_Source extract_
::::
We're currently using CCSv3.3 with a Blackhawk USB560M emulator/debugger. The Blackhawk drivers for CCSv3.3 are limited to 32-bit Windows. CCSv3.3 also needs admin privileges to run on a modern Windows 7 machine (compatibility mode issues???), which is not going to happen in a corporate networked environment. We've been able to get by on a standalone machine but we'd like to upgrade the setup. We also have access to CCSv5.3 on another machine that we were using for Stellaris and Tiva development. I understand that newer versions of CCS prefer newer versions of DSP/BIOS. We currently have DSP/BIOS v5.42.01.09 in our CCSv5.3 setup.
::::
_Written request 1_
Recast the lines of the records as a numbered list, leaving out any blank lines and the pictures.

Photo-based point labeling data
::::
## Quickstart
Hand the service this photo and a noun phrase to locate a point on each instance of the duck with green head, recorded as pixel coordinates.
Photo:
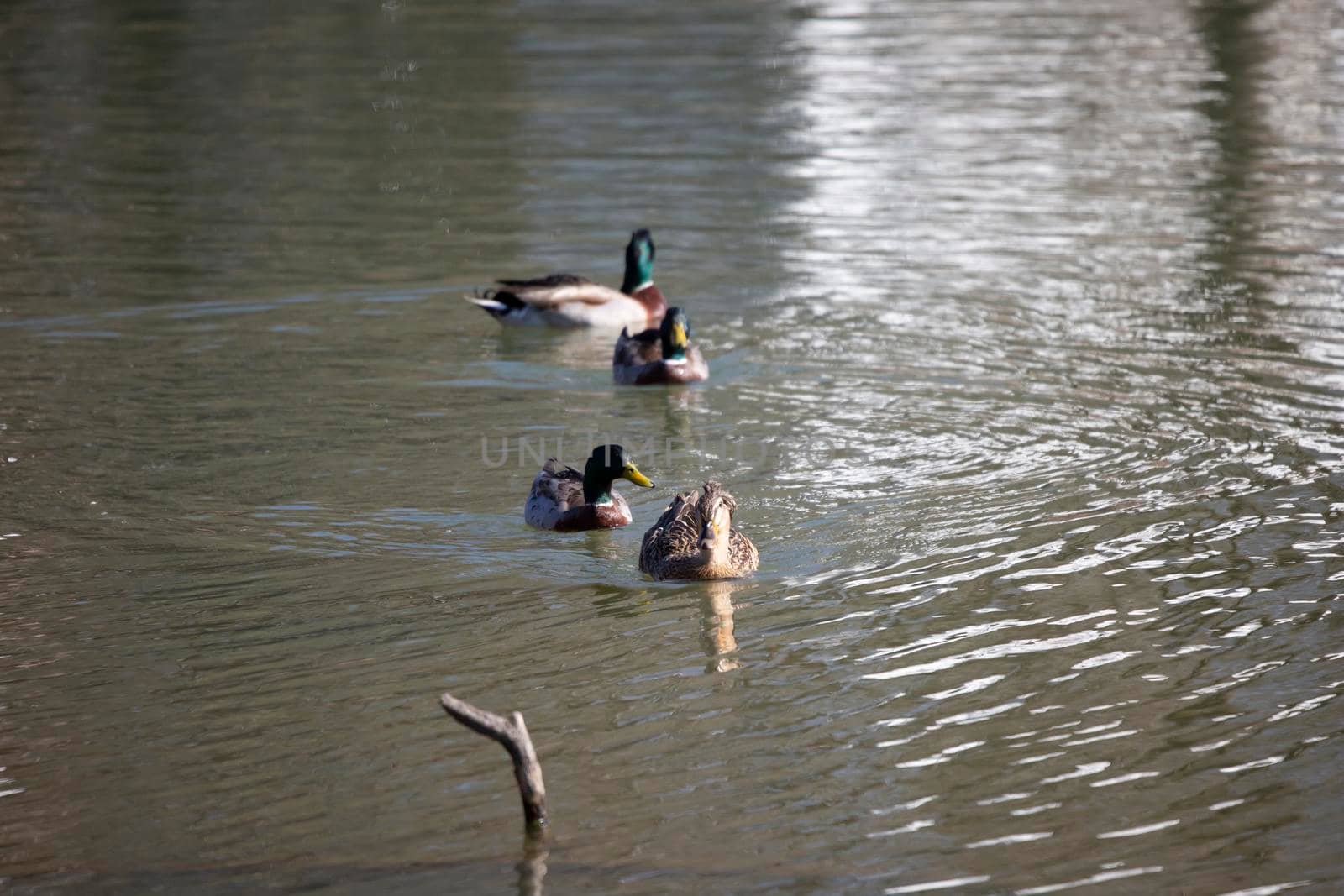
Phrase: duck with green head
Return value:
(570, 501)
(659, 355)
(568, 300)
::::
_Written request 2_
In the forum post about the debugging setup, why won't CCSv3.3 work on a modern Windows 7 machine in their corporate network? Answer in one to three sentences.

_Exercise output 1_
1. ## Quickstart
2. Hand the service this photo and a noun phrase to locate a point on each instance of the duck with green head, recorded as pixel coordinates.
3. Photo:
4. Phrase: duck with green head
5. Return value:
6. (570, 501)
7. (659, 355)
8. (568, 300)

_Exercise output 2_
CCSv3.3 needs admin privileges to run on a modern Windows 7 machine. Those privileges are not going to be granted in a corporate networked environment.